SOURCE EXTRACT section start


    “‘It is a big continent. It has room for all of us, ” There is an even bigger continent to the south. Lots and lots of space. Why didn’t they go there?

    If these people claim to hate Qu-Daffy so much why aren’t they lifting a finger to help the rebels?

  4. After WWII refugee camps were set up, these were detainment camps to process the refugees and identify the war criminals hiding among the refugees. This sounds like a good time to set up the refugee camp system again and to return all escaped or released criminals to Libya, then we can set down and decide which Moslem nation gets the rest.

SOURCE EXTRACT section end

> _WHAT YOU NEED TO DO_:
1 > Answer these from the passage on refugees:
(a) What does the passage say lies to the south?
(b) What was set up after WWII?
(c) What does it say those camps were for?
2 > Carry on the passage on refugees past its final sentence.

GIVEN ENTRIES section start

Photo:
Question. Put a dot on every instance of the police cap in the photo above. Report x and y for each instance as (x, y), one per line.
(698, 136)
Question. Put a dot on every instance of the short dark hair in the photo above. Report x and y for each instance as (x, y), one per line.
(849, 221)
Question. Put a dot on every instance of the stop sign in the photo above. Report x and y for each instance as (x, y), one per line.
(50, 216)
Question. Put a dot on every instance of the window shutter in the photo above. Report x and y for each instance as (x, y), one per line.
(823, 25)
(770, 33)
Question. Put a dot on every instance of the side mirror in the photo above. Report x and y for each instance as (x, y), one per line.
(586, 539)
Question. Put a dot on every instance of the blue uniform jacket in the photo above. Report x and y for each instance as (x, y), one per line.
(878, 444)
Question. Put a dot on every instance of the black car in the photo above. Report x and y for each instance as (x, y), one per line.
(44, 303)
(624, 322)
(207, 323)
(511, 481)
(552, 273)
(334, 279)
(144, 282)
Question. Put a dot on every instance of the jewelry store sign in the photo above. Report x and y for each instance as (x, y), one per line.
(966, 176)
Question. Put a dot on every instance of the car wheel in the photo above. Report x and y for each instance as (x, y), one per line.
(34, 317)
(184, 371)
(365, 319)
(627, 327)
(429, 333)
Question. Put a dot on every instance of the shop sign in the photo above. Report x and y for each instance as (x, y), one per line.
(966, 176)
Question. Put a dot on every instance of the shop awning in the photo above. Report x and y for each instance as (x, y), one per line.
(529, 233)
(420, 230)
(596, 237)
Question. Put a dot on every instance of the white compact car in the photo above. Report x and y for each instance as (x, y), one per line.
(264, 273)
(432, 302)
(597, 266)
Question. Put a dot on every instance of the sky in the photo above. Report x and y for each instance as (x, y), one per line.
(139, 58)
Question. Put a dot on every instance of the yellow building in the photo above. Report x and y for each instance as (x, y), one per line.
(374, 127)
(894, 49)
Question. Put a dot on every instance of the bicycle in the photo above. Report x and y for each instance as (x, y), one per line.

GIVEN ENTRIES section end

> _PER-TASK OUTPUTS_:
1 >
(a) An even bigger continent, with lots and lots of space.
(b) Refugee camps.
(c) To process the refugees and identify the war criminals hiding among them.

2 >
  5. This article highlights brilliantly the rank immorality of the welfare system – a system devised by socialist ideologues and which, through punitive taxation, violates the liberty rights of productive individuals and acts (unintentionally) as a disincentive to able recipients to provide for themselves. Liberty rights (the rights to life, liberty, property, etc.) are individual rights and the only objective, and therefore valid, rights; they exist only in societies and are the rights to those actions and processes required, as a consequence of man’s nature, to sustain his/her life and to enhance as far as possible its quality; they confer a negative obligation on all other members of society – the obligation not to violate those rights. In contrast, welfare “rights”, because they are “rights” to goods (food, housing, clothing, etc.), essentially the end results of the actions and processes of productive others and exacted indirectly through coercive taxation, confer a positive obligation on producers and therefore are not valid rights at all. One man’s “right” cannot be an objective or valid right if it necessitates the violation of the liberty rights of others. In the absence of a welfare system, the basic needs of those individuals incapable of providing for themselves would be met through the activities of private voluntary charities, which historically have always more than adequately met those needs.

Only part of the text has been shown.